• [What to work on]:
A. Answer these questions using the C tracing library description, one answer per line:
(i) In what format are the traces generated?
(ii) How many threads does the example program's loop create?
(iii) What environment variable setting comes before the command that runs the example?
B. Write the next part of the C tracing library description, starting after its final line.

• [Extract to read]:
· · · · ·

Minimal tracing library in C for Linux generating traces in Chrome Trace Event format.
(Example program is in C++ for ease of thread creation. The library itself is C.)
#include "tracing.h"
#include <string>
#include <thread>
#include <vector>
int main()
{
trace_init();
trace_set_process_name("test_tracing_threads");
TRACE_FUNC();
std::vector<std::thread> threads;
trace_begin("Create threads");
for (int i = 0; i < 8; ++i)
{
TRACE_SCOPE("Create thread");
threads.emplace_back([i](){
TRACE_SCOPE("Worker thread");
std::string name = "Worker thread " + std::to_string(i);
trace_set_thread_name(name.c_str());
for (int i = 0; i < 100; ++i) {
TRACE_SCOPE("Empty scope with contention");
}
//std::this_thread::sleep_for(std::chrono::milliseconds(10));
});
}
trace_end("Create threads");
trace_begin("Wait for threads to finish");
for (auto& thread : threads) {
thread.join();
}
trace_end("Wait for threads to finish");
trace_begin("Test performance");
for (int i = 0; i < 1000; ++i) {
TRACE_SCOPE("Empty scope");
}
trace_end("Test performance");
}
cmake -B build -DCMAKE_BUILD_TYPE=Release
cmake --build build
To run the example:
TRACING_ENABLE=TRUE ./build/test_tracing_threads
Option one: use cmake add_subdirectory
assuming you have downloaded tracing source code into
external/tracing
:
add_subdirectory(external/tracing)

· · · · ·

• [Data extract]:
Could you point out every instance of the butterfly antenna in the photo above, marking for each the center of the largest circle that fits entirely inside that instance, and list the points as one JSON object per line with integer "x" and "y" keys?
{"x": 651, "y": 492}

· · · · ·

• [Written responses]:
A.
(i) Chrome Trace Event format
(ii) Eight
(iii) TRACING_ENABLE=TRUE

B.
add_executable(my_executable)
target_link_library(my_executable PRIVATE tracing)
Option two: just add files tracing.c
and tracing.h
to your build using any build system.
Synopsis:
void trace_init();
void trace_close();
void trace_set_process_name(const char* name);
void trace_set_thread_name(const char* name);
void trace_begin(const char* name);
void trace_end(const char* name);
// Macros:
TRACE_SCOPE()
TRACE_FUNC()
Description:
void trace_init();
Initialize the tracing library.
This must be called before other calls to the library and before creating the threads.
Opens the trace json file (either specified in the TRACE_FILE_NAME
environment
variable, or, if that is not set, with format trace-<pid>-<random>.json
).
It also registers trace_close()
to be called at exit (with atexit()
).
void trace_close();
Close trace file.
Must be called after threads have finished.
void trace_begin(const char* name);
Begin event with name name
.
This emits event 'B' in the Chrome Event format.
void trace_end(const char* name);
End event with name name
. Name must match a previous begin event.
This emits event 'E' in the Chrome Event format.
void trace_set_process_name(const char* name);
void trace_set_thread_name(const char* name);
Set current process name and set current thread name. This emits event 'M' (metadata) in the Chrome Event format.
TRACE_SCOPE(name);
This macro makes a call to trace_begin(name)
and registers trace_end(name)
to be called at scope end, using __attribute__((cleanup))
.
This attribute is supported by GCC and Clang (and supposedly Intel).
String name
must still be available at the time trace_end
is called (scope exit).
TRACE_FUNC();
The same as above but uses current function name as scope name (using __func__
)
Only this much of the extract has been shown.